* **RAW RECORDS**:
================

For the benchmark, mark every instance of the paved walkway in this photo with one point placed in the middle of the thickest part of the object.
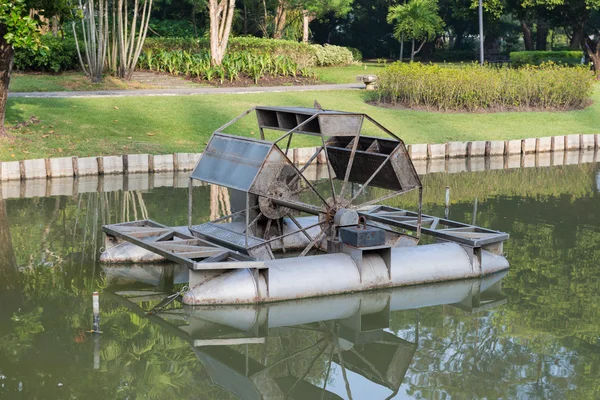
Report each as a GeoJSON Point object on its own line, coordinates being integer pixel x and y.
{"type": "Point", "coordinates": [187, 91]}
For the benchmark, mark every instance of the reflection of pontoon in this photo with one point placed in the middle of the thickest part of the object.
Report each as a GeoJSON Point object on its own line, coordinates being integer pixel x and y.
{"type": "Point", "coordinates": [262, 252]}
{"type": "Point", "coordinates": [352, 342]}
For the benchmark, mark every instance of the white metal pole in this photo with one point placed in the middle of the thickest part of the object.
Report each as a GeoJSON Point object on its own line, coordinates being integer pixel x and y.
{"type": "Point", "coordinates": [481, 32]}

================

Copy out all of the data above word for word, leaving out the pictures.

For the benchmark, mark every instance of the paved walkway in this photo with one point placed in the middle of the thickest part of the object.
Report each as a GeoJSON Point object on its own line, coordinates being integer pixel x and y.
{"type": "Point", "coordinates": [187, 91]}
For the benchmark, mark every instance of the reflection of pontoon in this photo with one point placed in the middle of the thickest part of the object.
Report each as a GeoJSON Point object on its own line, coordinates being integer pixel x and y.
{"type": "Point", "coordinates": [262, 252]}
{"type": "Point", "coordinates": [352, 342]}
For the benchmark, mark every instance of the white metal pole in this photo with one point placed in the middle of the thickest part of the object.
Report each as a GeoJSON Point object on its own line, coordinates being integer pixel x and y.
{"type": "Point", "coordinates": [481, 32]}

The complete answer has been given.